Supplied records
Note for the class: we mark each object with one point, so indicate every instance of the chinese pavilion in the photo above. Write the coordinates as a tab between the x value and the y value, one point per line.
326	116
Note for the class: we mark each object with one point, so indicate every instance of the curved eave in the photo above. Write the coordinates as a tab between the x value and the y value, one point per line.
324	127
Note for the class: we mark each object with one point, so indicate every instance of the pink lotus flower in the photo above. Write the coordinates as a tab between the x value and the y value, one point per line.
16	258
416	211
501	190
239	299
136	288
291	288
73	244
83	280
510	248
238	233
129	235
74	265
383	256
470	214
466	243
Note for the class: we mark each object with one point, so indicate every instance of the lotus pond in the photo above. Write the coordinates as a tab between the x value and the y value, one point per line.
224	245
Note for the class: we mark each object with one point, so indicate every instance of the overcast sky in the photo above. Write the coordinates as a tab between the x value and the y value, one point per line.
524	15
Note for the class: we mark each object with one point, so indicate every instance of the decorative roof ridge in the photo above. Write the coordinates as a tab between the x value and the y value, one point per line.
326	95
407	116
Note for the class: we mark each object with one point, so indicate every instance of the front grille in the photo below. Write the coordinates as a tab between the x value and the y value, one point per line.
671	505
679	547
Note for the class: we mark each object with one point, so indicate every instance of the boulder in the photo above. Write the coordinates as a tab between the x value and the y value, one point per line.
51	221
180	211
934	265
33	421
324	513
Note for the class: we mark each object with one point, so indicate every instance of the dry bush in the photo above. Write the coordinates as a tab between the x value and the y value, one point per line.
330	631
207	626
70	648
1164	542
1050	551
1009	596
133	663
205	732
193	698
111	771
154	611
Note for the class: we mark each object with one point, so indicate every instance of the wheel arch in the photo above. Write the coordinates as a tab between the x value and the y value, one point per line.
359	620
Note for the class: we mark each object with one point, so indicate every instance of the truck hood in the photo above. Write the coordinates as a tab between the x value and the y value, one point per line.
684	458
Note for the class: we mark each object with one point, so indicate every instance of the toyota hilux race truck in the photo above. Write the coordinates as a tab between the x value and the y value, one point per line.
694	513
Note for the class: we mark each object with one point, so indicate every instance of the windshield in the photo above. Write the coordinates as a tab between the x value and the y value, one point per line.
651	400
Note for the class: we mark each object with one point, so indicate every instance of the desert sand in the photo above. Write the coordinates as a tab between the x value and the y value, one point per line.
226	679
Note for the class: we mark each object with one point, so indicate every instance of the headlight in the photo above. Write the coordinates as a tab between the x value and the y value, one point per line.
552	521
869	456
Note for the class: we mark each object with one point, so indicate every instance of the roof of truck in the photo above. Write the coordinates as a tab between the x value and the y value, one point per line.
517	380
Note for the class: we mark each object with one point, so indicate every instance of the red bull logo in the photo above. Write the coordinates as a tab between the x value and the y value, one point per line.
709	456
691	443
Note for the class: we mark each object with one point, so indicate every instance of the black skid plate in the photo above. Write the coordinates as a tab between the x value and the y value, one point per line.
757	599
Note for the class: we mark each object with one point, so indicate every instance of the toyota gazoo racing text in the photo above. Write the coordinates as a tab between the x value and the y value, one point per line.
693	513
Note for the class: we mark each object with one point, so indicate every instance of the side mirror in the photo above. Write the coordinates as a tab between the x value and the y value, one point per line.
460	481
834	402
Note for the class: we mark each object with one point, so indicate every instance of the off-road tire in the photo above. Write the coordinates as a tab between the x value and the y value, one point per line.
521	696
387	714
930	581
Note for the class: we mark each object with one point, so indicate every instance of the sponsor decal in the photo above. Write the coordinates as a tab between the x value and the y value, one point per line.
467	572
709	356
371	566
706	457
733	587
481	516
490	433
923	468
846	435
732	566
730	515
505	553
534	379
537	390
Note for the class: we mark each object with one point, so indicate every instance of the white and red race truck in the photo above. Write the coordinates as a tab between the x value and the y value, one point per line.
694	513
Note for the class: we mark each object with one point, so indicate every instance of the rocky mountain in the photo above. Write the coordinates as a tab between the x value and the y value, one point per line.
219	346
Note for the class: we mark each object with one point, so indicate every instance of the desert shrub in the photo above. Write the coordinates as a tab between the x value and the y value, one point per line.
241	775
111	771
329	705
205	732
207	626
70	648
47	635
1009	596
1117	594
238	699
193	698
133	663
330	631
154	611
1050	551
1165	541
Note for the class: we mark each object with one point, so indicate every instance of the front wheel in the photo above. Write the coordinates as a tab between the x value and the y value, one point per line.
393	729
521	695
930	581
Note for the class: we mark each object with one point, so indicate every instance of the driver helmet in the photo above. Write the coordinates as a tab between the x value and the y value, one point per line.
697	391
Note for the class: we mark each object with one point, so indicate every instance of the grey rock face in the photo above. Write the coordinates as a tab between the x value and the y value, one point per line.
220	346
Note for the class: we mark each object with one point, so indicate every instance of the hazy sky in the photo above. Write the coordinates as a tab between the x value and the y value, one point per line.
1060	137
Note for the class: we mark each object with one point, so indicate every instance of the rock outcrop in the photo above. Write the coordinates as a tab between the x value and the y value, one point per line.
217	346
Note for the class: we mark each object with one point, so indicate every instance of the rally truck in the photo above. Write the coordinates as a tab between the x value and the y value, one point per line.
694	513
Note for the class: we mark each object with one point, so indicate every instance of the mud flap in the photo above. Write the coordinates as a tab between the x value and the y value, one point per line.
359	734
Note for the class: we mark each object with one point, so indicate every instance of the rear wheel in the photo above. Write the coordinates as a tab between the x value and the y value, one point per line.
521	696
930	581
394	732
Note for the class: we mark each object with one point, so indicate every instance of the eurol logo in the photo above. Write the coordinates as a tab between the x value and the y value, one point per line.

Task description
Nothing in the records may be left out; transcribe all of them exactly.

Solution
Note for the class: we mark each object with one point, so indicate every instance of the chinese pavilion in the photo above. Write the coordinates as a tab between the x value and the y value, one point per line.
326	116
Note for the class: we mark each object with one point, so indicate every instance of the curved eave in the photo above. Write the coordinates as a tab between the x value and the y value, one point per line.
324	127
Note for the class: we mark each object with one point, so indicate every instance of the pink lotus flower in the photo above. Write the coordinates as a tab between the x value and the y value, one point per line.
16	258
416	211
501	190
239	299
136	288
291	288
73	244
83	280
510	248
238	233
129	235
74	265
383	256
470	214
466	243
Note for the class: we mark each object with one point, so indicate every instance of the lotus pond in the photo above. Write the coordinates as a tab between the x value and the y value, one point per line.
224	245
Note for the class: we mark each object with one point, so indicate every instance of the overcast sky in the photo above. Write the coordinates as a tab between the x value and the y value, one point per line.
524	15
Note for the class: we mark each object with one point, so indicate every instance of the decorative roof ridge in the photo above. Write the coordinates as a tab between the x value and the y value, one point per line.
326	95
407	116
Note for the class: we mark each object with one point, so indicate every instance of the front grille in the photo below. Write the coordinates as a tab between the x value and the y value, one point per line.
671	505
679	547
Note for the class: we mark each object with one point, so indicate every instance of the boulder in the photo above. Write the coordinates as a tab between the x value and the y value, one point per line.
51	221
180	211
934	265
33	421
324	513
Note for the class: we mark each object with one point, so indicate every instance of the dry bush in the photo above. Write the coordinates as a tab between the x value and the y value, one point per line.
330	631
207	626
70	648
1164	542
1050	551
1009	596
133	663
205	732
193	698
111	771
154	611
Note for the class: we mark each object with one point, so indicate every instance of the wheel arch in the photo above. Write the coordinates as a tab between the x value and the y value, one point per line.
359	620
Note for the class: we mark each object with one point, so indicate every instance of the truck hood in the photo above. Write the coordinates as a tab between the x value and the y value, one point per line.
684	458
Note for the class: we mark each object with one point, so indicate every instance of the toyota hilux race truck in the photo above. Write the coordinates as a tab between the x value and the y value, one point per line.
694	513
Note for the class: we mark each object with one point, so indicate every instance of the windshield in the photo above. Write the coordinates as a tab between the x value and the y value, one point per line.
651	400
Note for the class: we mark each object with one point, so indicate every instance of the desert sand in the photo above. Write the coordinates as a tab between the x value and the y value, one point per line.
226	679
Note for the class: we mark each object with one point, so indicate every instance of the headlight in the photo above. Write the coordinates as a tab between the x value and the y value, one point per line.
552	521
869	456
Note for the class: we mark each object with one point, so indicate every instance of the roof of truck in the photo above. Write the coordinates as a tab between the x value and the y value, one point per line.
517	380
Note for the class: we mark each object with one point, so indicate every instance of the red bull logo in the photo above. Write the coordinates as a tab between the x value and the y value, one point per line.
709	456
691	443
Note for the class: we mark each object with one point, so indicate every instance of the black skid plate in the photo above. Write the coordinates as a tab between the x value and the y value, one point per line.
757	599
Note for the class: we mark each object with one point, so indicate every instance of the toyota gazoo racing text in the photo above. Write the coordinates as a tab between the x value and the y value, one point per line.
693	513
Note for the class: we mark each object with one point, so indicate every instance of the side mirror in the photo above. Write the coordinates as a tab between the x value and the y value, one point per line.
460	481
834	402
Note for the class: we mark each object with one point, so indicate every instance of the off-road tire in the photo above. Write the coordinates as a tab between the x value and the y value, one point per line.
521	696
387	714
930	581
Note for the class: we mark each object with one point, so indicate every instance of the sponsor decal in the photo above. Write the coordinates as a tab between the x value and the y value, one point per line.
467	572
709	356
371	566
706	457
733	587
481	516
490	433
923	468
846	435
732	566
730	515
505	553
534	379
537	390
Note for the class: we mark each object with one point, so indicate every instance of the white and red race truck in the photo above. Write the coordinates as a tab between the x value and the y value, one point per line.
694	513
Note for the class: we mark each object with one point, so indicate every instance of the rocky mountain in the photo above. Write the coordinates as a tab between the x value and the y value, one point per line.
219	346
Note for the class: we mark each object with one point, so indicate every instance of the desert shrub in the photo above. Write the coordinates as a tab between the x value and the y value, one point per line.
241	775
111	771
329	705
205	732
207	626
70	648
47	635
1009	596
1117	594
238	699
193	698
133	663
330	631
154	611
1050	551
1165	541
Note for the class: we mark each object with one point, so indicate every instance of the front wheel in the photo above. Write the coordinates as a tab between the x value and the y value, one point per line.
393	729
521	695
930	581
Note for the class: we mark each object with one point, so indicate every instance of the driver helmet in the photo above. Write the coordinates as a tab between the x value and the y value, one point per line.
697	391
Note for the class: we mark each object with one point, so indicate every instance of the grey rock face in the photo above. Write the coordinates as a tab between the x value and the y value, one point per line.
220	346
Note for the class: we mark each object with one point, so indicate every instance of the hazy sky in the photo above. Write the coordinates as a tab between the x value and the y value, one point per line.
1060	137
Note for the class: we mark each object with one point, so indicate every instance of the rock outcrop in the photo above. Write the coordinates as a tab between the x value and the y value, one point per line.
217	346
Note for the class: we mark each object with one point, so indicate every instance of the rally truck in the photo above. Write the coordinates as a tab between the x value and the y value, one point per line.
694	513
Note for the class: we mark each object with one point, so indicate every instance of the mud flap in the photo above. Write the coordinates as a tab between the x value and the y value, one point per line.
359	734
Note for the class: we mark each object with one point, so indicate every instance of the rear wheel in the photo above. Write the coordinates as a tab between the x value and the y value, one point per line.
521	696
930	581
394	732
Note for the class: we mark each object with one point, so indicate every instance of the eurol logo in the photo above. Write the coordinates as a tab between the x value and the y value, one point per line.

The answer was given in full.